- _STUDY MATERIAL_
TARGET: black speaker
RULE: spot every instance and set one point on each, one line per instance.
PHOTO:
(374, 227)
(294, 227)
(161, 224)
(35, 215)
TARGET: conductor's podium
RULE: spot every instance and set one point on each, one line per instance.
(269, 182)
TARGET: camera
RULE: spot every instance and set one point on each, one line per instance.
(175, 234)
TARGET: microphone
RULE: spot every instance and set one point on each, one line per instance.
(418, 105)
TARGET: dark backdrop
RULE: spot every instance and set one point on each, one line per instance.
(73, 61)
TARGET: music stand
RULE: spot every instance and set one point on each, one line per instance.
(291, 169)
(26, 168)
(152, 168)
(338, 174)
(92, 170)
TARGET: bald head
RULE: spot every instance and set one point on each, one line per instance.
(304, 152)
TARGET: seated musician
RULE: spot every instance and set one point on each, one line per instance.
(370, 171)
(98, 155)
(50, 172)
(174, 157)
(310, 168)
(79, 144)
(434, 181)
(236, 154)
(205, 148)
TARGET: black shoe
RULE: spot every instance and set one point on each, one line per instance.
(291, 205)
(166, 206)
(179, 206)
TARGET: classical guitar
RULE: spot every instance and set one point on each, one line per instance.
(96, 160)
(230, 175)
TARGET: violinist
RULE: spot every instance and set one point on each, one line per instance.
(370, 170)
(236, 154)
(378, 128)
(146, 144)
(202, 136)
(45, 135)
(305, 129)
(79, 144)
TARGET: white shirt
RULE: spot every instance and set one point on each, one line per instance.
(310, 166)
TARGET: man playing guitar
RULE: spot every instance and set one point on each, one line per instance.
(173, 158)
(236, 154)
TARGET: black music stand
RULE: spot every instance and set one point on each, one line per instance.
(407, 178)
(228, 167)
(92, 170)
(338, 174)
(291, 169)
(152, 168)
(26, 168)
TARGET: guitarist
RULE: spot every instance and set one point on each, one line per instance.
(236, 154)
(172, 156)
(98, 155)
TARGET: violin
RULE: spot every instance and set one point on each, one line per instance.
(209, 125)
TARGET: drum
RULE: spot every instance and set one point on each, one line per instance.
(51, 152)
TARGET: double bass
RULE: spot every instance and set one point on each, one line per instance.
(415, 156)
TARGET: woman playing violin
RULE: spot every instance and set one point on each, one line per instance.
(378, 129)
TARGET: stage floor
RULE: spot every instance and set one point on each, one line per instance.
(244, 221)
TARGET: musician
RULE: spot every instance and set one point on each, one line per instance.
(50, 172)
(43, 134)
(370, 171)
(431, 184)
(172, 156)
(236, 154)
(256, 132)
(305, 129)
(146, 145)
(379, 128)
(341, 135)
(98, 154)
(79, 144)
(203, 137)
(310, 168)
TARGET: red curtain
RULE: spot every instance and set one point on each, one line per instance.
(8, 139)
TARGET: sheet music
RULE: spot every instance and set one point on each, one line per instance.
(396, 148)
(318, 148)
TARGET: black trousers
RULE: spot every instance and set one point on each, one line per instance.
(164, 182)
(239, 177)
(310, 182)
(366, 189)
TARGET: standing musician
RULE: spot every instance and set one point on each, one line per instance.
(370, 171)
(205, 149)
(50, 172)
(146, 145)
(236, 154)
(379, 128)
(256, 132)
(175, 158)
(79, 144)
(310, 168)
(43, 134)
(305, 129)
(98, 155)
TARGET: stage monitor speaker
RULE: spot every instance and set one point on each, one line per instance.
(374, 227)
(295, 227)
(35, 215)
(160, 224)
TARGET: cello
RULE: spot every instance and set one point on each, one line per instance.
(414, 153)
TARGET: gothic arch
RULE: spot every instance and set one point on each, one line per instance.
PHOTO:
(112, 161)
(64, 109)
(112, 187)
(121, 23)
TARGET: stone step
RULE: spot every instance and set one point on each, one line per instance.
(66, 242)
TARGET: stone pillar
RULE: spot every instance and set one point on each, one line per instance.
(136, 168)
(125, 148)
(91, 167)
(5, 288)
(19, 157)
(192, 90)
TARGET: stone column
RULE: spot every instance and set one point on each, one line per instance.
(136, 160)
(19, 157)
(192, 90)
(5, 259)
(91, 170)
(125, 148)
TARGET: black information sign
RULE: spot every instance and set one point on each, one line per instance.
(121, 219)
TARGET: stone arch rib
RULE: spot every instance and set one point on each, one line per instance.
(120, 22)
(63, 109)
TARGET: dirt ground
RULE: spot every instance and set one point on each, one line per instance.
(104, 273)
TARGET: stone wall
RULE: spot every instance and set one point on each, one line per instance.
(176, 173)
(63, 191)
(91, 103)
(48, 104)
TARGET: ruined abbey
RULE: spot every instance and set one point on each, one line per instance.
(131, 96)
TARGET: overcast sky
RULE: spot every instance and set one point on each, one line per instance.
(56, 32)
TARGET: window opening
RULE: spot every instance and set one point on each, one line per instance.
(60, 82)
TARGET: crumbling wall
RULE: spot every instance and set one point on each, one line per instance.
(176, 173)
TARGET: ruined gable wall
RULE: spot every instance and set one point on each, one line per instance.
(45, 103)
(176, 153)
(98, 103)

- _WHAT THIS TASK INVOLVES_
Copy the data above in its entirety, exactly as given.

- _SOLUTION TO THE PROBLEM_
TARGET: black speaker
RULE: spot every instance and set one point on each, one line per instance.
PHOTO:
(374, 227)
(294, 227)
(161, 224)
(35, 215)
TARGET: conductor's podium
RULE: spot every instance and set one point on each, one line per instance.
(269, 182)
TARGET: camera
RULE: spot every instance and set one point on each, one line per instance.
(175, 234)
TARGET: microphone
RULE: spot every instance and set one point on each, one line per instance.
(418, 105)
TARGET: dark backdrop
RULE: spot every instance and set one point on each, one line per instance.
(73, 61)
TARGET: music stand
RULE: spot every instance and set one point on each, one line per instance.
(291, 169)
(26, 168)
(152, 168)
(338, 174)
(92, 170)
TARGET: bald head
RULE: spot every instance and set one point on each, one line per instance.
(304, 152)
TARGET: seated musician
RULE: spot every instance and set one point on each, one line per instance.
(370, 171)
(98, 155)
(50, 172)
(174, 157)
(310, 168)
(79, 144)
(434, 181)
(236, 154)
(205, 148)
TARGET: black shoe
RULE: spot every instance and set one point on each, one line per instance.
(291, 205)
(166, 206)
(179, 206)
TARGET: classical guitar
RULE: spot every instance and set one point on each, one line per instance.
(96, 160)
(230, 175)
TARGET: violinist
RULE: spot every instance and set one point on each, one line per instance.
(370, 170)
(236, 154)
(378, 128)
(146, 144)
(202, 136)
(45, 135)
(305, 129)
(79, 144)
TARGET: white shirt
RULE: spot every instance and set one point on each, one line per instance.
(310, 166)
TARGET: man playing guitar
RULE: spot every instance and set one point on each, one line per instance.
(173, 158)
(236, 154)
TARGET: black music stand
RULE: spot every instance and set one point on each, one line per instance.
(407, 178)
(228, 167)
(92, 170)
(338, 174)
(291, 169)
(152, 168)
(26, 168)
TARGET: guitarist
RULE: spot every instance and set one point on each, one line per instance.
(236, 154)
(172, 156)
(98, 155)
TARGET: violin
RULE: spot every instance and set one point on each, one line per instance.
(209, 125)
TARGET: drum
RULE: spot every instance and set one point on each, one line per instance.
(51, 152)
TARGET: double bass
RULE: spot every instance and set one point on each, one line per instance.
(415, 156)
TARGET: woman playing violin
RULE: spot every instance and set one point on each, one line per instance.
(378, 129)
TARGET: stage floor
RULE: spot every instance and set one point on each, one line per instance.
(244, 221)
TARGET: musician
RULE: spot every instance and set one point on each, one line per instance.
(50, 172)
(43, 134)
(370, 171)
(431, 184)
(172, 156)
(236, 154)
(256, 132)
(305, 129)
(146, 145)
(379, 128)
(341, 135)
(98, 154)
(79, 144)
(203, 137)
(310, 168)
TARGET: red curtain
RULE: spot every instance and set one point on each, one line per instance.
(8, 139)
TARGET: sheet music
RULE: spot every instance and set one point on each, one line per instance.
(396, 148)
(318, 148)
TARGET: black trousers
RULE: spot every instance and set one point on each, one line per instance.
(164, 182)
(239, 177)
(310, 182)
(366, 189)
TARGET: standing musician
RULE: spot every instance and set one point on each, one line per instance.
(370, 171)
(205, 149)
(50, 172)
(146, 145)
(236, 154)
(379, 128)
(256, 132)
(175, 158)
(79, 144)
(310, 168)
(43, 134)
(305, 129)
(98, 155)
TARGET: stage monitor speaker
RULE: spot every instance and set one point on each, one line per instance.
(374, 227)
(295, 227)
(35, 215)
(160, 224)
TARGET: cello
RULE: spot every instance and set one point on each, one line per instance.
(414, 153)
TARGET: gothic arch
RULE: spot every instance and set one point on each, one line per instance.
PHOTO:
(112, 161)
(64, 109)
(112, 187)
(121, 23)
TARGET: stone step
RULE: spot every instance and set one point on each, one line per instance.
(66, 242)
TARGET: stone pillar
RULE: spot every instance and set one point on each, one line per instance.
(136, 168)
(125, 148)
(91, 167)
(5, 288)
(19, 157)
(192, 90)
TARGET: stone column
RULE: spot every instance and set one point on each, one line per instance.
(136, 160)
(19, 157)
(192, 90)
(5, 259)
(91, 170)
(125, 148)
TARGET: black information sign
RULE: spot every instance and set one point on each, one line per instance.
(121, 219)
TARGET: stone arch rib
RULE: spot every instance and set one point on each, one line per instance.
(120, 22)
(63, 109)
TARGET: dirt ground
RULE: spot every instance and set one point on each, one line per instance.
(104, 273)
TARGET: stone wall
RULE: spot every instance and set one point on each, one line per instance.
(176, 173)
(63, 191)
(91, 103)
(48, 104)
TARGET: ruined abbey
RULE: spot every instance and set one point on each, one line per instance.
(131, 96)
TARGET: overcast sky
RULE: spot every instance and set one point on each, one line per instance.
(56, 32)
TARGET: window opening
RULE: spot every instance and set one point on each, one line per instance.
(60, 82)
TARGET: crumbling wall
RULE: spot every instance and set one point on each, one line per instance.
(176, 173)
TARGET: ruined gable wall
RULE: spot every instance and set one point on each, one line per instance.
(45, 103)
(176, 153)
(98, 103)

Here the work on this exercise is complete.